### Estratto fornito

«Sono vivo grazie a lei»: la santa Maria Troncatti e il miracolato Juwa

«Sono vivo grazie a santa Maria Troncatti». In prima fila, in aula Paolo VI, non poteva certo mancare: Juwa Juank Kankua Bosco, arrivato a Roma dall’Ecuador, è guarito in modo inspiegabile grazie all’intercessione della salesiana missionaria di Corteno Golgi.
Una guarigione che è diventata il miracolo ufficiale per la canonizzazione della religiosa, proclamata santa domenica da papa Leone XIV; settantamila persone hanno affollato piazza San Pietro e via della Conciliazione per la cerimonia che ha innalzato sette persone agli onori degli altari. Non certo casuale la scelta della Giornata missionaria mondiale, perché i santi, ha sottolineato papa Prevost, portano la luce della speranza nel mondo.
Il miracolato
Suor Troncatti quella luce abbagliante l’ha portata ogni giorno della sua esistenza. E anche dopo, come dimostra quanto accaduto a Juwa. Il cinquantenne sudamericano è arrivato nella Capitale con la moglie, il figlio e la cognata; è stata proprio quest’ultima a collocare sul letto dell’allora infermo Juwa l’immaginetta di suor Troncatti.
Di fronte alla reliquia preparata per la canonizzazione (ex corporis, una minuscola parte di un osso della suora) l’uomo si è emozionato: «Madrecita, Madrecita! Llegué!» («Madre cara, sono arrivato!»).

######
### Dati forniti

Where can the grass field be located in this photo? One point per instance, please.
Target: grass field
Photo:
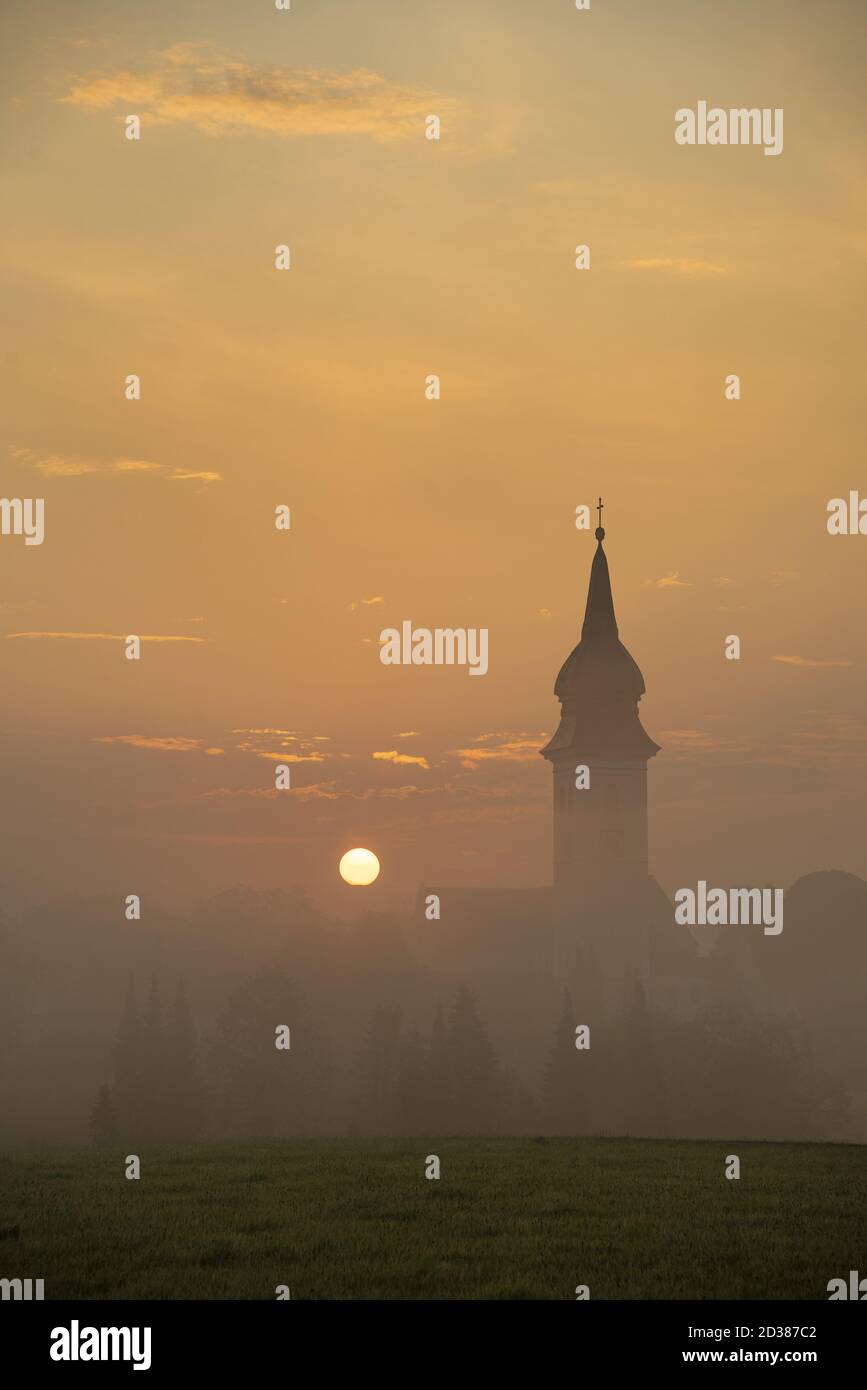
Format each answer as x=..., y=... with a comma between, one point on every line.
x=507, y=1219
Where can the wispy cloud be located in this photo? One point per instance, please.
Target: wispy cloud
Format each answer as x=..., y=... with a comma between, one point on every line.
x=403, y=759
x=678, y=266
x=103, y=637
x=292, y=747
x=72, y=466
x=670, y=581
x=356, y=605
x=806, y=660
x=192, y=84
x=161, y=745
x=513, y=749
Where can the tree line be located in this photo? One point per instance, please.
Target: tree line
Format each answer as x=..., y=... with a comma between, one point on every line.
x=641, y=1073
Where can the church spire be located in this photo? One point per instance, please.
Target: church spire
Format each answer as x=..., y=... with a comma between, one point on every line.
x=599, y=622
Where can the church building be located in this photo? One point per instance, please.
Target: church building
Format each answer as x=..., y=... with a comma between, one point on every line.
x=603, y=923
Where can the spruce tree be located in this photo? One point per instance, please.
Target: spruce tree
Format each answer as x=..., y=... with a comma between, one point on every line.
x=474, y=1079
x=103, y=1121
x=564, y=1087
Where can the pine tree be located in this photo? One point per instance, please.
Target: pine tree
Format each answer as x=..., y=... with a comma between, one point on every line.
x=474, y=1079
x=380, y=1072
x=181, y=1084
x=129, y=1066
x=642, y=1091
x=564, y=1087
x=103, y=1121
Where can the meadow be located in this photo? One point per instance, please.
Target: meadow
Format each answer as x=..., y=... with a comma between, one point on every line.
x=509, y=1218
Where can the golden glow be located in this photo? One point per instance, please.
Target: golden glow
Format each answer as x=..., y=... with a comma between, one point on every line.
x=359, y=868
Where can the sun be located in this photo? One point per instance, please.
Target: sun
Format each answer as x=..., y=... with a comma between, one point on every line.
x=359, y=868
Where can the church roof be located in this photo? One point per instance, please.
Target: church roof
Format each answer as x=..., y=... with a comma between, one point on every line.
x=599, y=659
x=599, y=683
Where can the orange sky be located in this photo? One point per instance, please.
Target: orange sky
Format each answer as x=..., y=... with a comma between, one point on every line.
x=307, y=388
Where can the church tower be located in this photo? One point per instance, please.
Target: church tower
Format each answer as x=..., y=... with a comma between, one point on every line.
x=600, y=830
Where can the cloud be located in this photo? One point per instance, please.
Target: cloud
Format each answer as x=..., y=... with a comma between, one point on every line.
x=106, y=637
x=670, y=581
x=513, y=751
x=163, y=745
x=191, y=84
x=806, y=660
x=288, y=758
x=256, y=741
x=678, y=266
x=318, y=791
x=71, y=466
x=688, y=738
x=403, y=759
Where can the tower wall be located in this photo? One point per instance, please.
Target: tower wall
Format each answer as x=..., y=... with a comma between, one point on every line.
x=600, y=831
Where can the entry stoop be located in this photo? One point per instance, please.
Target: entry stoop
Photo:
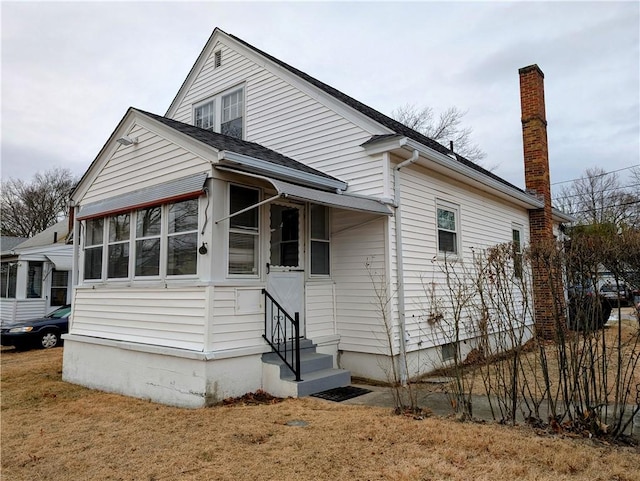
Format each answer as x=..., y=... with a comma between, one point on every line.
x=317, y=373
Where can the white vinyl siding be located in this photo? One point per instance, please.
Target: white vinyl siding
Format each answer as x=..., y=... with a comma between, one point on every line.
x=320, y=309
x=283, y=118
x=233, y=327
x=154, y=160
x=357, y=251
x=173, y=317
x=484, y=221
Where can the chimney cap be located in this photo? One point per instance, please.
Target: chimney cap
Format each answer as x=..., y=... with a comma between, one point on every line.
x=531, y=68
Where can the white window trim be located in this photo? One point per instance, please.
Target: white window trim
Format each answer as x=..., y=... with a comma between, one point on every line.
x=455, y=208
x=312, y=239
x=164, y=242
x=259, y=234
x=217, y=108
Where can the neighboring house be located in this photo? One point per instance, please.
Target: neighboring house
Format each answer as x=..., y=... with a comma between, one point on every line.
x=260, y=177
x=35, y=273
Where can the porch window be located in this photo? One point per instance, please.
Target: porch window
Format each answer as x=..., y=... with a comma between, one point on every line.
x=93, y=242
x=320, y=240
x=516, y=235
x=8, y=273
x=182, y=251
x=168, y=232
x=447, y=215
x=223, y=113
x=148, y=230
x=243, y=231
x=59, y=286
x=34, y=280
x=118, y=264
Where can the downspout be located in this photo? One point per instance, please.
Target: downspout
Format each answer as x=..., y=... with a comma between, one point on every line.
x=400, y=265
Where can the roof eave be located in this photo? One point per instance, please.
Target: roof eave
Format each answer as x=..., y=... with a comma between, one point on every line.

######

• [Compito richiesto]: Riprendi l'articolo sulla canonizzazione di Maria Troncatti e sulla guarigione di Juwa, proseguendo subito dopo l'ultima frase riportata.

• [Spazio risposta]:
Dopo aver partecipato alla messa in piazza San Pietro, l’uomo era appunto in aula Paolo VI per l’udienza che il pontefice ha riservato ai devoti dei nuovi santi.
L’udienza
Per papa Prevost, suor Troncatti è un «esempio di carità e dedizione agli altri», «esempio di una carità che non si arrende nelle difficoltà, trasformandole piuttosto in occasioni per un dono gratuito e totale di sé».
Suor Troncatti era missionaria ed evangelizzatrice, ma anche infermiera e medica, pronta a partire anche nella notte a cavallo per portare aiuto. Si prendeva cura della popolazione Shuar, difendendola dai coloni. È proprio di etnia Shuar è Juwa. Il 2 febbraio 2015, mentre affilava attrezzi nella foresta amazzonica, è stato colpito violentemente sul lato destro del cranio da un grosso frammento di pietra che ha causato una profonda frattura con fuoriuscita di materia cerebrale.
I suoi familiari e la comunità della missione, nonostante la situazione apparentemente disperata, lo hanno subito affidato all’intercessione della missionaria, allora beata.
Tra la fine di marzo e l’inizio di aprile 2015 è avvenuto il miracolo che ha aperto la strada alla canonizzazione della suora camuna.
In un’intervista a una televisione sudamericana, l’uomo ha raccontato che la sua non è soltanto una guarigione fisica, ma anche spirituale: «Ora tutta la mia famiglia è felice, e così felice voglio morire».
La famiglia
A testimoniare la devozione a suor Troncatti anche i suoi parenti, alcuni arrivati dall’America, come Camilla Savardi e papà Angelo che vivono in Florida; in udienza anche lo zio Gianmario che vive sul Sebino. «Oltre al fatto di essere una sua pronipote – ci ha raccontato Camilla –, non si può non ammirare una donna così straordinaria».
Anni fa la giovane aveva fatto un’esperienza missionaria proprio in Ecuador. «Un giorno siamo andati in un villaggio tra le montagne – ha proseguito –, un posto così sperduto che non arrivava nemmeno la posta. La domenica andiamo a messa, in chiesa c’era l’immagine di suor Troncatti: per me è stata un’emozione incredibile».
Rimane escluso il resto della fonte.